*Aim of the exercise*. Every line from the one bearing "Target: riverbank" through the last line of the entries should be printed exactly, with no other output.

*Records*.
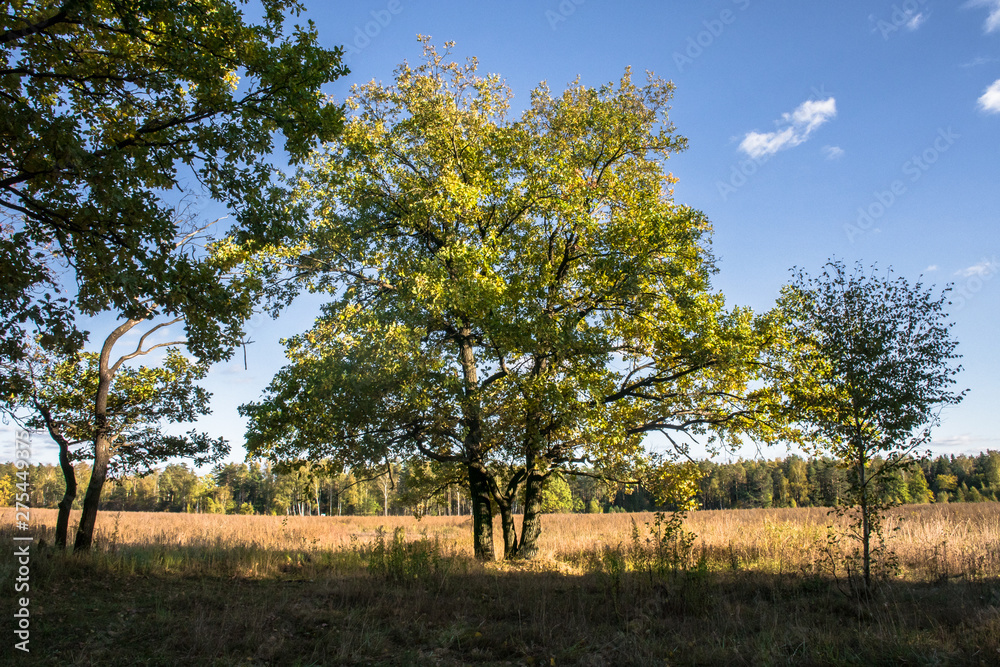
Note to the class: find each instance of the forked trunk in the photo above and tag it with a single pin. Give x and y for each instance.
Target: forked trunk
(482, 514)
(531, 527)
(505, 507)
(91, 501)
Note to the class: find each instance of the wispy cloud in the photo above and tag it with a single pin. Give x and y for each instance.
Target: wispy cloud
(982, 269)
(833, 152)
(993, 20)
(916, 21)
(978, 60)
(793, 129)
(990, 101)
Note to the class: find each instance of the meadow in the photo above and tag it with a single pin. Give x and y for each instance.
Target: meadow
(729, 587)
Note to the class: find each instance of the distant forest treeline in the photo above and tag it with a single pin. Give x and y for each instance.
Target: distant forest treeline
(255, 489)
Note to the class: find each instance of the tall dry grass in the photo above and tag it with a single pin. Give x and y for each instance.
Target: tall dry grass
(248, 590)
(929, 541)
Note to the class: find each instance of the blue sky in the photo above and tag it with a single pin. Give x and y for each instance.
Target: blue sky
(859, 130)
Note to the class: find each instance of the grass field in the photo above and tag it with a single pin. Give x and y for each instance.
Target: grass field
(754, 587)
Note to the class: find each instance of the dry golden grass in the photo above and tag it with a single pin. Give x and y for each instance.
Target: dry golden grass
(930, 541)
(181, 589)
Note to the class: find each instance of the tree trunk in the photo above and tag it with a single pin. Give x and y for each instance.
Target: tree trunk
(479, 481)
(482, 514)
(102, 439)
(865, 524)
(505, 507)
(69, 475)
(99, 474)
(66, 504)
(531, 527)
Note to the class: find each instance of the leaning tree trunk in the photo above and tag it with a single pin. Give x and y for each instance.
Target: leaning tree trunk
(69, 475)
(102, 438)
(66, 504)
(91, 501)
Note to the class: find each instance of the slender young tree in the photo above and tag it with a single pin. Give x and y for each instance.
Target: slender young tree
(870, 367)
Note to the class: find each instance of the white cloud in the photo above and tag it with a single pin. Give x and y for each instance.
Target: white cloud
(983, 269)
(916, 21)
(833, 152)
(793, 129)
(990, 101)
(993, 20)
(977, 61)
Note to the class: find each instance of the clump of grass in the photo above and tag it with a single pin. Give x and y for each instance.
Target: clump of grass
(396, 560)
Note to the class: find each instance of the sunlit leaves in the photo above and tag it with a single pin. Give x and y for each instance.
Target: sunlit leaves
(527, 279)
(105, 107)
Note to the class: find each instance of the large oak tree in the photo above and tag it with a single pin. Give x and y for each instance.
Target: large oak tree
(513, 296)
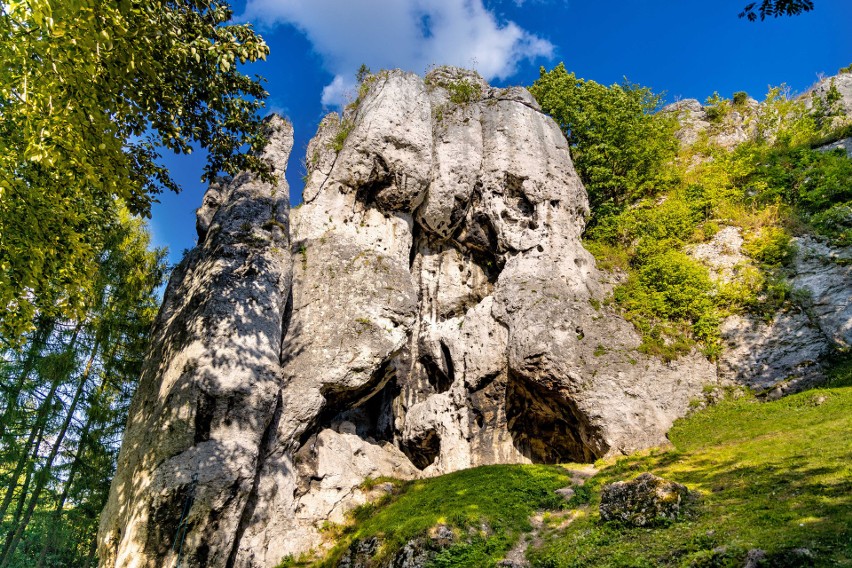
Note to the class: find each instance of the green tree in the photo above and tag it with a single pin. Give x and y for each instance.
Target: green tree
(63, 420)
(90, 92)
(620, 147)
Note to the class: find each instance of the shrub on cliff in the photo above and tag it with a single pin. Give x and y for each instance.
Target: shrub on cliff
(619, 146)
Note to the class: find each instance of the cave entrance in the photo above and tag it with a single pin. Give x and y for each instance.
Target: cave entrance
(545, 428)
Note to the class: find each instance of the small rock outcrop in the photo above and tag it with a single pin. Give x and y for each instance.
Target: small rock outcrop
(429, 308)
(645, 501)
(787, 352)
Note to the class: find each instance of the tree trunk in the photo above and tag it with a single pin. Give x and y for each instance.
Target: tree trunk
(37, 430)
(43, 331)
(43, 475)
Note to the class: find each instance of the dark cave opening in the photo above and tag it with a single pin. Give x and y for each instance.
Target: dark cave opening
(423, 450)
(545, 427)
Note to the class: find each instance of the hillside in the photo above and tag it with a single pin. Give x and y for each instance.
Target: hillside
(773, 476)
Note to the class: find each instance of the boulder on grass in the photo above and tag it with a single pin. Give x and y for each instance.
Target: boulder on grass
(647, 500)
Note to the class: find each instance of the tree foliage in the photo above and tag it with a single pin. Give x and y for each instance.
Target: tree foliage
(90, 92)
(64, 403)
(619, 146)
(775, 9)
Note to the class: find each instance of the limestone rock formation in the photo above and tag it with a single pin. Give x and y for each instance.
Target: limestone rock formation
(428, 308)
(199, 425)
(788, 353)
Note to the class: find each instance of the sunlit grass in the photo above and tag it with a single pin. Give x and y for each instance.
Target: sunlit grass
(775, 476)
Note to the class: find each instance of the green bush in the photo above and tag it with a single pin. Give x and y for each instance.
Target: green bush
(740, 98)
(620, 146)
(463, 91)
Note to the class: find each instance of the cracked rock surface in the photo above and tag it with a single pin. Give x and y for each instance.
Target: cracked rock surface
(429, 308)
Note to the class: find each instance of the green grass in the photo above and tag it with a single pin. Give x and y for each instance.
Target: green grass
(774, 476)
(487, 507)
(771, 475)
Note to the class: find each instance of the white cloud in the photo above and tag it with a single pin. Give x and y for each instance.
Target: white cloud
(410, 34)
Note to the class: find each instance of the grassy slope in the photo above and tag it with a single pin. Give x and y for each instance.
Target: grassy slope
(774, 476)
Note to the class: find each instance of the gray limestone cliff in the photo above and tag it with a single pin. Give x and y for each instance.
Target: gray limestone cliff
(430, 307)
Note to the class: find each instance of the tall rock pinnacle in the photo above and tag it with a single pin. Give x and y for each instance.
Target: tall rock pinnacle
(442, 314)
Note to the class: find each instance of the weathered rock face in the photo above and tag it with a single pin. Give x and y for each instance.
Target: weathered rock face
(199, 425)
(787, 353)
(429, 308)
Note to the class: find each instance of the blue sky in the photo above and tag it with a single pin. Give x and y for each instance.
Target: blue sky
(685, 48)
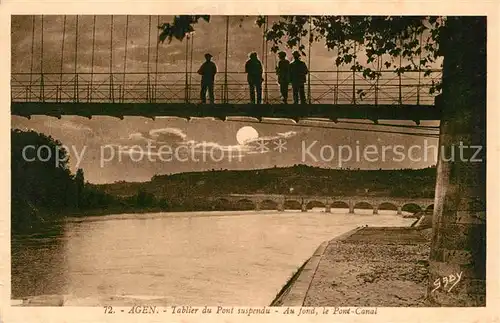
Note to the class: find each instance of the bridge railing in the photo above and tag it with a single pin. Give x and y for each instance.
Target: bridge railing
(323, 87)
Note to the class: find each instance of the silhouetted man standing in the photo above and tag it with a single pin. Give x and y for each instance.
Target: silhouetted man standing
(253, 68)
(207, 72)
(283, 72)
(298, 72)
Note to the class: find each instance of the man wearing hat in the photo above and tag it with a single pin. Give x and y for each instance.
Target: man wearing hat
(207, 72)
(253, 68)
(298, 72)
(283, 73)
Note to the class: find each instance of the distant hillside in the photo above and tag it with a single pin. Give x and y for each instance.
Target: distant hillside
(305, 180)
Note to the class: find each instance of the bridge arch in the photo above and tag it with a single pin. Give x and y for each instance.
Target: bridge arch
(292, 205)
(268, 205)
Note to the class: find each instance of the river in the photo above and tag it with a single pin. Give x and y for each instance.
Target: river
(192, 258)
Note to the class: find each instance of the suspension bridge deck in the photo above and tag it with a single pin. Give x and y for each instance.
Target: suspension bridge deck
(221, 111)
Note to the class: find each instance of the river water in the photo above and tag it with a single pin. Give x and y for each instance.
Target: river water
(192, 258)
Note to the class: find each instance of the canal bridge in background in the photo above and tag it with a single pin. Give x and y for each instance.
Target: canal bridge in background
(281, 202)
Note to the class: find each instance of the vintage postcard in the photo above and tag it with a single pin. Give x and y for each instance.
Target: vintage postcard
(213, 162)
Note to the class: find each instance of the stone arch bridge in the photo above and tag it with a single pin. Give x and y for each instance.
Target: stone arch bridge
(281, 202)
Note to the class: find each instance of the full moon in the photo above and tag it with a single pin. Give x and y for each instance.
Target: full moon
(245, 134)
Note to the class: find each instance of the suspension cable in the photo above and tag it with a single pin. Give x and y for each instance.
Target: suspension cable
(76, 44)
(42, 89)
(62, 53)
(32, 46)
(32, 54)
(191, 63)
(186, 76)
(76, 60)
(418, 134)
(266, 91)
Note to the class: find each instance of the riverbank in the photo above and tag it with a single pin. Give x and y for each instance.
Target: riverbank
(369, 266)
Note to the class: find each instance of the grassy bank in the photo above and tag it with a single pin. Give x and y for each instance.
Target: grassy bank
(286, 288)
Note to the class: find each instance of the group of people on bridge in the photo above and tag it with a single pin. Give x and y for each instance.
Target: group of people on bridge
(287, 72)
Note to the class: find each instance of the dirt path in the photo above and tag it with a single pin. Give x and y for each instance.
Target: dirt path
(373, 267)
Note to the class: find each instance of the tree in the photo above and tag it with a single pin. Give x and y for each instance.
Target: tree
(459, 220)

*Answer section*.
Target: riverbank
(369, 266)
Note to the class: find each instance of the grassy bank in the photo above and tag it with a single pin. Give x and y for each instance.
Target: grassy bank
(286, 288)
Note to the class: find each instance of the group of people on bridge in the photo above and tag it with a single pin. Give x and y for each instance.
Target: group of people on bridge
(287, 72)
Note to the class: find each instance of the dirt path in the photo above and tag it with a single pin. Give x and y for each instance.
Target: dirt path
(373, 267)
Note to the class: find each instance of the tree in the photo above and tag it with a single pin. Give x and y for each instance.
Target: tree
(459, 220)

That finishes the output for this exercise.